What is being asked - In the entries below, the word "correct" appears on some lines. Copy each of those lines.

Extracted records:
*** Begin section ***
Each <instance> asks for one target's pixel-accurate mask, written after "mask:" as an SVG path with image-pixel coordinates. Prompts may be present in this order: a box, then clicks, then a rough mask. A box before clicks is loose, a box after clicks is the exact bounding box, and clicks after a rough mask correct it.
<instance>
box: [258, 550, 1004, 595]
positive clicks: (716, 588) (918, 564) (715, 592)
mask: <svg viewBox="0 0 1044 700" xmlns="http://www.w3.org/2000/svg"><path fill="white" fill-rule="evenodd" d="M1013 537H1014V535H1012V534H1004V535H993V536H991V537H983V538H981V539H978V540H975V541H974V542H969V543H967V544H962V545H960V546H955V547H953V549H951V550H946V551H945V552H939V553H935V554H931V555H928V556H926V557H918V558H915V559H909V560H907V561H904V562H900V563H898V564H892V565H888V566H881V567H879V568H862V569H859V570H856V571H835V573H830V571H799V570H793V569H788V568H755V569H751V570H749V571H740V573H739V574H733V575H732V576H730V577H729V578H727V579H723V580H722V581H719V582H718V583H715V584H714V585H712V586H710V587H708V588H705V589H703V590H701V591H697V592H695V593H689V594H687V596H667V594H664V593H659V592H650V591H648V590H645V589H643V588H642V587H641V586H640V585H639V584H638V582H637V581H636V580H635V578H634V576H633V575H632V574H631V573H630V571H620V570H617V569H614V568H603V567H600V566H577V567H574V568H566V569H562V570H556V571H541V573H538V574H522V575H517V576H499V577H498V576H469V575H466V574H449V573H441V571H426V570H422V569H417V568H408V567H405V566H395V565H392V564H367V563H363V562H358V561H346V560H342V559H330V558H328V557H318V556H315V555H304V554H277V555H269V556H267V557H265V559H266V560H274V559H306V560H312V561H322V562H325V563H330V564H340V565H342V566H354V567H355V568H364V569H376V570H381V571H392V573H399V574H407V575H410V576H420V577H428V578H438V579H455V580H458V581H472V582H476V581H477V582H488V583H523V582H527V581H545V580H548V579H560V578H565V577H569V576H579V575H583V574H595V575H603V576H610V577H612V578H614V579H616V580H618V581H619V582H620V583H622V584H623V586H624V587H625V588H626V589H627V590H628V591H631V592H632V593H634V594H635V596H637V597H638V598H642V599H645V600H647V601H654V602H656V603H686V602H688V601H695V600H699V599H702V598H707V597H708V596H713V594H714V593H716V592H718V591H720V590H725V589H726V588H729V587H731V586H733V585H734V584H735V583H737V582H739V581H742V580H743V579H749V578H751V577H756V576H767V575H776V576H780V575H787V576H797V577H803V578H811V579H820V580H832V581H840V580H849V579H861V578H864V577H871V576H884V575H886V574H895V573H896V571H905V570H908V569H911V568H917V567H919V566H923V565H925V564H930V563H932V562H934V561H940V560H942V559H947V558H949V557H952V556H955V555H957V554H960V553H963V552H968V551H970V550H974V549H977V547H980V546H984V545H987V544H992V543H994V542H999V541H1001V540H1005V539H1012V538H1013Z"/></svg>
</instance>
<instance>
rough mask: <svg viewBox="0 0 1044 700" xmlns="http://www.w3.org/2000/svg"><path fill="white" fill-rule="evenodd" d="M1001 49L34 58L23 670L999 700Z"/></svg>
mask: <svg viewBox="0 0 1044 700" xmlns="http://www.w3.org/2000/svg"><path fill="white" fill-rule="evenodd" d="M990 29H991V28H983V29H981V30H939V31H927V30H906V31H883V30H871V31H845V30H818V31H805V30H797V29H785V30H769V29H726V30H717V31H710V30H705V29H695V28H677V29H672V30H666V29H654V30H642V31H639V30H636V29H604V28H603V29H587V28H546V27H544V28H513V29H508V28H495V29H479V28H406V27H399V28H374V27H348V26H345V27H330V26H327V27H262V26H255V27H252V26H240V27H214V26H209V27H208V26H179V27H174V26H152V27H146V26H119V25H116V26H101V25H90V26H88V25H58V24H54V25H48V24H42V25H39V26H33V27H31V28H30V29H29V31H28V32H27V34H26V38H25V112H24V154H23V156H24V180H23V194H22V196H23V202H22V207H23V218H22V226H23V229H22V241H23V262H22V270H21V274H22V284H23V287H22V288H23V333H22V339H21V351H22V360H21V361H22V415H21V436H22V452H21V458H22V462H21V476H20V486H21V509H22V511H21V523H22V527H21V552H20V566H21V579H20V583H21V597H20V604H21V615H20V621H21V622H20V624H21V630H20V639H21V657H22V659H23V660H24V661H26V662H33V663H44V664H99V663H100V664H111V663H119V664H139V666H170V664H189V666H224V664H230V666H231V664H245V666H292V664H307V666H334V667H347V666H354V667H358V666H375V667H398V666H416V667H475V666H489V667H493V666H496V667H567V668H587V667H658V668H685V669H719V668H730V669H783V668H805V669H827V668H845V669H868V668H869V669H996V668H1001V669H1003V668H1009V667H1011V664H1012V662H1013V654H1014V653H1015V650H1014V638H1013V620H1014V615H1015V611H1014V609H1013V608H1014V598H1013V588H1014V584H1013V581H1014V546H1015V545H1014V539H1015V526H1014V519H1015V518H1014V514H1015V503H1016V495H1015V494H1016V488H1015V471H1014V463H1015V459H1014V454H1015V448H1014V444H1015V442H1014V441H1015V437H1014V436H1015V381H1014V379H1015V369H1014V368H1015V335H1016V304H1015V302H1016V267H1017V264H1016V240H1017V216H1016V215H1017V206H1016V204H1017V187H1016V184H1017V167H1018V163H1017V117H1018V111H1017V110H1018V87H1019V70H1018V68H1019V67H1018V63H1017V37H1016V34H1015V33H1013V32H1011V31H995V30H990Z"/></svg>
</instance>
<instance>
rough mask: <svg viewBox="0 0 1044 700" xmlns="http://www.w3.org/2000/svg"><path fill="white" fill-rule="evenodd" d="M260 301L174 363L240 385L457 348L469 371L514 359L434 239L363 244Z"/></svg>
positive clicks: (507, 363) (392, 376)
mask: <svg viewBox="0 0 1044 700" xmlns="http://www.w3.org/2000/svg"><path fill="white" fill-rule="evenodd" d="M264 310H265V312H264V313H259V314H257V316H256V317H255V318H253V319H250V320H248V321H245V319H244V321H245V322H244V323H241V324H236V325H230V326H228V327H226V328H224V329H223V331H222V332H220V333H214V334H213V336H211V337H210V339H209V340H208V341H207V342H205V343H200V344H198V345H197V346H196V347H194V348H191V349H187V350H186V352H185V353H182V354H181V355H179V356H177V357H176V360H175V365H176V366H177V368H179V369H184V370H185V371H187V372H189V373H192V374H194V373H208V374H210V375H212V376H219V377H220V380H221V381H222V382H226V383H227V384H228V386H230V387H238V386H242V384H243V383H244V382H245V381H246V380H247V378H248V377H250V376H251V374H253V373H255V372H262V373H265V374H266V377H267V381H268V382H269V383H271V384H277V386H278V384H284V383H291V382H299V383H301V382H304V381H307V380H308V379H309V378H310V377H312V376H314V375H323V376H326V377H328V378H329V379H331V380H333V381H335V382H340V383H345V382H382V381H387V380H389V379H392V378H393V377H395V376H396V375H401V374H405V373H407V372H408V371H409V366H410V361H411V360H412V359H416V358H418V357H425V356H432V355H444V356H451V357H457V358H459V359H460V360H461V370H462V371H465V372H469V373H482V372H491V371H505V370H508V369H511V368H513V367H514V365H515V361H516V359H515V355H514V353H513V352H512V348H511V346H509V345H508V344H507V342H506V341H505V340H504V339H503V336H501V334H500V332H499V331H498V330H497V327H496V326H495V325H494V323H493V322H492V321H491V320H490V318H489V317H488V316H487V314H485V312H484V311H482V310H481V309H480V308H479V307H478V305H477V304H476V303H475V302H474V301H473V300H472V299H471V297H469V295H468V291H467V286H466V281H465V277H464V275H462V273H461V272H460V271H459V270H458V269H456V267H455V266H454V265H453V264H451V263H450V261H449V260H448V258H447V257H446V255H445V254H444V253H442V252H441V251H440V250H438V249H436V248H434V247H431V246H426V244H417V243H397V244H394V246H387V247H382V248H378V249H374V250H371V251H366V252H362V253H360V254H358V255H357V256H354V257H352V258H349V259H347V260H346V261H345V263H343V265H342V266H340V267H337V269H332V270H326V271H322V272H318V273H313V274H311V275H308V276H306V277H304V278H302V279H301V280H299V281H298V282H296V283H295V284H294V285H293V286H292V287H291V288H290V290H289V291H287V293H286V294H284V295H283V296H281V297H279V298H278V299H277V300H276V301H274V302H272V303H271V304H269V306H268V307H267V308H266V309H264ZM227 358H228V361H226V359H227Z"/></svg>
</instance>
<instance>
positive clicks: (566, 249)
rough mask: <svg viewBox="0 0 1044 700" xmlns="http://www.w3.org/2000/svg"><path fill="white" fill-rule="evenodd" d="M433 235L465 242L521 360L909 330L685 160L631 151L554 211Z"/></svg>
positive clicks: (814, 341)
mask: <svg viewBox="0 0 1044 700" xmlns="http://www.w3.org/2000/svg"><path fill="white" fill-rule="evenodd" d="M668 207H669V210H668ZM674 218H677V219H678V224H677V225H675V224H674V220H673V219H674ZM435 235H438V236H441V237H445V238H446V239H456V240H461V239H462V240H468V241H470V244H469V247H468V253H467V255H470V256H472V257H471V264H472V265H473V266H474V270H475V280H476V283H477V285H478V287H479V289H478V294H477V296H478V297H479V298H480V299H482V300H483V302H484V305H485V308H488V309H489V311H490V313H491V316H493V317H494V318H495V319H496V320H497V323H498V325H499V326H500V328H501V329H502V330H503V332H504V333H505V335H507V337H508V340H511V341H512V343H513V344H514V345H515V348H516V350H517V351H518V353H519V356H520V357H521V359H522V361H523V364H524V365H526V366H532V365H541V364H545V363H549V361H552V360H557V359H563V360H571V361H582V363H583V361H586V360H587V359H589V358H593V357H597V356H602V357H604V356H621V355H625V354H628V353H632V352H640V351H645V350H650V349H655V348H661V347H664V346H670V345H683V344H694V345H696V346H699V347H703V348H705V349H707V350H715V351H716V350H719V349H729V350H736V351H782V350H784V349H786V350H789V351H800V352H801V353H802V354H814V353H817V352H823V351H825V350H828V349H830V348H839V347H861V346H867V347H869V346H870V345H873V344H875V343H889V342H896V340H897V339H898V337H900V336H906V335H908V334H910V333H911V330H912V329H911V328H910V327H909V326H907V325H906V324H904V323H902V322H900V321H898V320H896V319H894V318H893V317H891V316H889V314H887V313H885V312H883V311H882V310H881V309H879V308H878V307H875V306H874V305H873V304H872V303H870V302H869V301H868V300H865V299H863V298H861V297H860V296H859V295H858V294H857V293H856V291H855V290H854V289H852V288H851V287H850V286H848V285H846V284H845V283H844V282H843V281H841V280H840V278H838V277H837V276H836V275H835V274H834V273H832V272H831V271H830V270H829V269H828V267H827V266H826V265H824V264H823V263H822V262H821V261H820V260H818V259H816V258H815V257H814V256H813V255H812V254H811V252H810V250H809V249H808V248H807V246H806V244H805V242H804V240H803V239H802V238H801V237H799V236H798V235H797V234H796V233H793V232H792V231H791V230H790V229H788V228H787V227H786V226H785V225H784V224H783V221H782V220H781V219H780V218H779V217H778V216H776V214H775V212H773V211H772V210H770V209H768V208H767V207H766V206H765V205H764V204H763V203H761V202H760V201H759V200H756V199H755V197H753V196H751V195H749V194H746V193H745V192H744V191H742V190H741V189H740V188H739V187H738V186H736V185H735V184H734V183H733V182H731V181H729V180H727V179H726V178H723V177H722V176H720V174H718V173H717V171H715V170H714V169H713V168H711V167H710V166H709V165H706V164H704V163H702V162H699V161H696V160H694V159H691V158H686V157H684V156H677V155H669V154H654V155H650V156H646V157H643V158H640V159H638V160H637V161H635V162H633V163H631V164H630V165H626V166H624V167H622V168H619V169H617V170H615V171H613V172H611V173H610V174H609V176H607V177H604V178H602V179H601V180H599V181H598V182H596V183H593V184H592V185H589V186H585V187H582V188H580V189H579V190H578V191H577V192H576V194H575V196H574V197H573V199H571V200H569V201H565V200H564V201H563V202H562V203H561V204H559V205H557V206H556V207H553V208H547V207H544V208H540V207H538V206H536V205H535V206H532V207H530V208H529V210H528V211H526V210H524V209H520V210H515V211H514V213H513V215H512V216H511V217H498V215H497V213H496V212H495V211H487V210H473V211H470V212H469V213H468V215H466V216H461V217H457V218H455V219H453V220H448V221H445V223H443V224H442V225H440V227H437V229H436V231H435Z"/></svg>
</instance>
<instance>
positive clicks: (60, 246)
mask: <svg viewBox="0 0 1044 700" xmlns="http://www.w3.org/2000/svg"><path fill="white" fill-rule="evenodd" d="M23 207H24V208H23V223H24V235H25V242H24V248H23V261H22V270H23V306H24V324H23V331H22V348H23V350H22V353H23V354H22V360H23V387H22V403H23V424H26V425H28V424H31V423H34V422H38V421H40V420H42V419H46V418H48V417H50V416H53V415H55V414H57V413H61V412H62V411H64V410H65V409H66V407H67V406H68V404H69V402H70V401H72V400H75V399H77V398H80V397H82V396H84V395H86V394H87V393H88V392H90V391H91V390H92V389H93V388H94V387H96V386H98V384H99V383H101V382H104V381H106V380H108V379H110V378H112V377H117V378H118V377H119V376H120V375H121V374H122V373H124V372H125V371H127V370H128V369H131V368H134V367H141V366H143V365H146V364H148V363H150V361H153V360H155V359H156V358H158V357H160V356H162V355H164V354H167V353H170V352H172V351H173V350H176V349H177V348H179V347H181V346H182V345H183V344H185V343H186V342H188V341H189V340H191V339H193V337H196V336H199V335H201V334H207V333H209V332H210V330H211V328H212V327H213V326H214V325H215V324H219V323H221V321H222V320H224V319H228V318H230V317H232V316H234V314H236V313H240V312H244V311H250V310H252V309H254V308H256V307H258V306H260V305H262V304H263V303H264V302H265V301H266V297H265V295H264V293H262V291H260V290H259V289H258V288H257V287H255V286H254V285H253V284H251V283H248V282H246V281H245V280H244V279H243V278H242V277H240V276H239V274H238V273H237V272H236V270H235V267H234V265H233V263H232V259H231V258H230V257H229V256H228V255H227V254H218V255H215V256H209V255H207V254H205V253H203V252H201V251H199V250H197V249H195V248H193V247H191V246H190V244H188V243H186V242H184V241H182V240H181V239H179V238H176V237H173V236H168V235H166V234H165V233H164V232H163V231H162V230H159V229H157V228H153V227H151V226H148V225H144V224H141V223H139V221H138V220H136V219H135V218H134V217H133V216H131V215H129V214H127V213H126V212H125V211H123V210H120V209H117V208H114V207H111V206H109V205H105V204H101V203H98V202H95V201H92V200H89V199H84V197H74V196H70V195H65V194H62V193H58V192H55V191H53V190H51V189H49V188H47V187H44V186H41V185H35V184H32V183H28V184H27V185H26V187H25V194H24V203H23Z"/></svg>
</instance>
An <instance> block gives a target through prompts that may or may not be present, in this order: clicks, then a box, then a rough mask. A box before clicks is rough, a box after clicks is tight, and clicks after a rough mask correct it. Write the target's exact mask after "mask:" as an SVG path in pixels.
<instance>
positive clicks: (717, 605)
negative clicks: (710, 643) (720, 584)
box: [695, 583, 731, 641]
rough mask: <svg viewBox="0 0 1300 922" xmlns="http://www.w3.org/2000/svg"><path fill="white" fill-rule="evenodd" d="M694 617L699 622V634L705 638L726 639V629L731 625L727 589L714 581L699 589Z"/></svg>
*** End section ***
Finished task -
Each <instance> asks for one target's pixel-accurate mask, written after "mask:" as an SVG path with image-pixel coordinates. Prompts may be present in this order: a box, then clicks, then a rough mask. A box before clicks is loose, a box after clicks is the exact bounding box, and clicks after a rough mask correct it.
An <instance> block gives a target through prompts that may or may not be present, in this order: clicks, then a box, then a rough mask. A box before clicks is rough, a box after clicks is tight, and clicks after a rough mask correct it. Write the target's exact mask after "mask:" as an SVG path in pixels.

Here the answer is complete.